Goal of the exercise:
If "attribute" shows up in a line of the material, return that line.

Information supplied:
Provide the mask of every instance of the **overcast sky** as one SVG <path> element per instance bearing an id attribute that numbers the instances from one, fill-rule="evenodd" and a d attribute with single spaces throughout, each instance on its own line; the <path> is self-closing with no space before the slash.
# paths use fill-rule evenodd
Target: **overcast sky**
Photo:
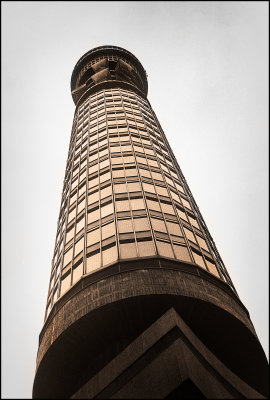
<path id="1" fill-rule="evenodd" d="M 31 398 L 78 59 L 131 51 L 268 354 L 268 2 L 2 2 L 2 398 Z"/>

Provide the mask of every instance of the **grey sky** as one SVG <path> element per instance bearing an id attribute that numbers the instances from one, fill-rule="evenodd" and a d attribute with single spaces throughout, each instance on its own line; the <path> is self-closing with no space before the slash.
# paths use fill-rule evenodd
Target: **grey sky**
<path id="1" fill-rule="evenodd" d="M 268 2 L 2 2 L 2 398 L 31 398 L 74 104 L 131 51 L 268 354 Z"/>

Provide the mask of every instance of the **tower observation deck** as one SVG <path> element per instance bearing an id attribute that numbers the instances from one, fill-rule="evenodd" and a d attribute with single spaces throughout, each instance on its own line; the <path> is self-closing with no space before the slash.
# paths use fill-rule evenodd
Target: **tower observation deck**
<path id="1" fill-rule="evenodd" d="M 265 354 L 147 91 L 120 47 L 73 70 L 33 397 L 265 398 Z"/>

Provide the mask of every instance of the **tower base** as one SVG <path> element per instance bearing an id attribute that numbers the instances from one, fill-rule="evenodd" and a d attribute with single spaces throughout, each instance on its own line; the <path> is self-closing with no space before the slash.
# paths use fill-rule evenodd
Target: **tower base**
<path id="1" fill-rule="evenodd" d="M 263 399 L 171 308 L 71 398 Z"/>

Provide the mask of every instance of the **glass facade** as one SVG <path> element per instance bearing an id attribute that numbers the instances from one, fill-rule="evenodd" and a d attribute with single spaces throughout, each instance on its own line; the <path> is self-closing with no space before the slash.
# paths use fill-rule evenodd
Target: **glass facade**
<path id="1" fill-rule="evenodd" d="M 90 69 L 95 82 L 105 61 L 86 64 L 77 84 Z M 120 260 L 197 265 L 233 288 L 149 101 L 123 87 L 84 97 L 74 116 L 45 318 L 84 275 Z"/>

Reply to the task:
Provide the mask of every instance of the **overcast sky** as one SVG <path> element per instance bearing an id attribute that numbers the instances from one, fill-rule="evenodd" and a d attribute with single spaces throughout, each instance on its own line; the <path> is self-closing with no space before the slash.
Provide the mask of every instance of the **grey sky** as one SVG <path> element per instance bearing an id attribute that numbers the instances from one, fill-rule="evenodd" and a d attribute with single spaces throughout, each instance on its own line; the <path> is self-closing with no space before the slash.
Provide the mask of every instance of the **tower observation deck** as one SVG <path> element per instance bearing an id attribute that numbers the instances from one, fill-rule="evenodd" and a d attribute with single spaces throughout, each instance on its own line; the <path> is self-closing with no space before the slash.
Provide the mask of every instance of the **tower base** as one SVG <path> element per instance bearing an id attribute that numbers the instances from one, fill-rule="evenodd" and a d attribute with single spaces throughout, each instance on its own line; the <path> is self-closing with no space before the slash.
Provide the mask of every instance of the **glass facade** as one SVG <path> element per instance bearing an id attribute that numbers the instances from one, fill-rule="evenodd" and a d attribute with single spaces throughout, each instance on its own line; the <path> is self-closing with no space before the slash.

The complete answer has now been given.